--- Your objective ---
Write out every line of the material below without altering a single character.

───── Extracted material ─────

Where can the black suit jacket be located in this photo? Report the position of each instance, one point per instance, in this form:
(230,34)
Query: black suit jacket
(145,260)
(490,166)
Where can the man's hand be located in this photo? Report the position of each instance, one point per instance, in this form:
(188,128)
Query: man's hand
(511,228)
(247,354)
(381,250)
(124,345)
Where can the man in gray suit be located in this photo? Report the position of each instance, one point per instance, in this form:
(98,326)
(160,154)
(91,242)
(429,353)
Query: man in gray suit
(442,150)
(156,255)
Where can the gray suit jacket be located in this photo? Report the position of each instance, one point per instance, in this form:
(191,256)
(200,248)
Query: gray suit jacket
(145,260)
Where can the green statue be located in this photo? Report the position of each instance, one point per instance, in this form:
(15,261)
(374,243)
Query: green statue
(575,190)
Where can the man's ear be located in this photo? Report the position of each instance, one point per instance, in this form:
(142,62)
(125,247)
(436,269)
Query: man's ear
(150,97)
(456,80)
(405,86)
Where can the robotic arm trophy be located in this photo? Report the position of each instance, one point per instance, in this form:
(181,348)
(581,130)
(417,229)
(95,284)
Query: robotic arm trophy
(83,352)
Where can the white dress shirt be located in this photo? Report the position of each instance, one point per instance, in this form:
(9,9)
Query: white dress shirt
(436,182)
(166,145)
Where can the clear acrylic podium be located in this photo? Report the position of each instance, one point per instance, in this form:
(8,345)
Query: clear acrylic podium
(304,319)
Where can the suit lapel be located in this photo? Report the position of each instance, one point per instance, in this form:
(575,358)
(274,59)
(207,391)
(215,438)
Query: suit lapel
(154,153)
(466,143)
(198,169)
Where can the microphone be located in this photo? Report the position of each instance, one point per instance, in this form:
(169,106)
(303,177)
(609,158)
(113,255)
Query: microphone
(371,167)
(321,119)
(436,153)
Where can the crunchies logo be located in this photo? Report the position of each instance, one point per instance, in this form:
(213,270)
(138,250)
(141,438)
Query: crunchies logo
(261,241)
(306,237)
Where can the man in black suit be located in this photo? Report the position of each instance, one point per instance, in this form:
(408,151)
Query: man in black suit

─────

--- The answer ---
Where can the black suit jacket be located in this photo? Report the position of each instance, one point per instance, in this form:
(230,34)
Query: black suit jacket
(145,260)
(490,166)
Where can the man's hand be located in this photo? Report the position of each instance, one point per instance, in this form:
(188,128)
Query: man's hand
(511,228)
(247,354)
(381,250)
(124,345)
Where can the man in gray suit be located in this photo? Report the position of each instance, one point per instance, in this form:
(98,326)
(160,154)
(91,242)
(429,353)
Query: man in gray suit
(442,150)
(156,255)
Where can the gray suit jacket be located in this photo? Report the position of each instance, one point per instance, in this form:
(191,256)
(200,248)
Query: gray suit jacket
(145,260)
Where can the green statue be located in this photo? Report the position of each instance, one point per instance, in this form:
(15,261)
(374,243)
Query: green statue
(575,190)
Where can the man's ear be located in this photo? Report the position of each instance, one point per instance, in this form:
(142,62)
(125,247)
(436,269)
Query: man's ear
(150,97)
(456,80)
(405,86)
Where can the robotic arm trophy be located in this photo? Report the position of each instance, one point per instance, in this form:
(181,348)
(581,130)
(417,229)
(95,284)
Query: robotic arm trophy
(83,352)
Where can the white dress shirt be located in this photo? Report the position of each instance, one point per instance, in this form:
(9,9)
Query: white dress shirt
(436,182)
(166,145)
Where can the clear acrylic podium be located in this photo? Report the position of each instance, one point per instance, in this form:
(8,345)
Query: clear acrylic podium
(304,319)
Where can the suit lapel be located in this photo? Report the position of each instance, one point per instance, in this form:
(575,358)
(274,59)
(207,391)
(215,438)
Query: suit lapel
(154,153)
(466,143)
(198,169)
Where can the microphone be located in this photo? Report the position of each instance, one point per instance, in this form:
(169,106)
(303,177)
(609,158)
(113,255)
Query: microphone
(371,167)
(321,119)
(436,153)
Where can the crunchies logo be located in this photo? Report the position of each instance, one point per instance, in this form:
(213,270)
(138,250)
(141,438)
Query: crunchies logo
(261,241)
(306,237)
Where can the man in black suit be located in this photo? Report the position of each instance, one point per instance, in this form:
(408,151)
Query: man in black suit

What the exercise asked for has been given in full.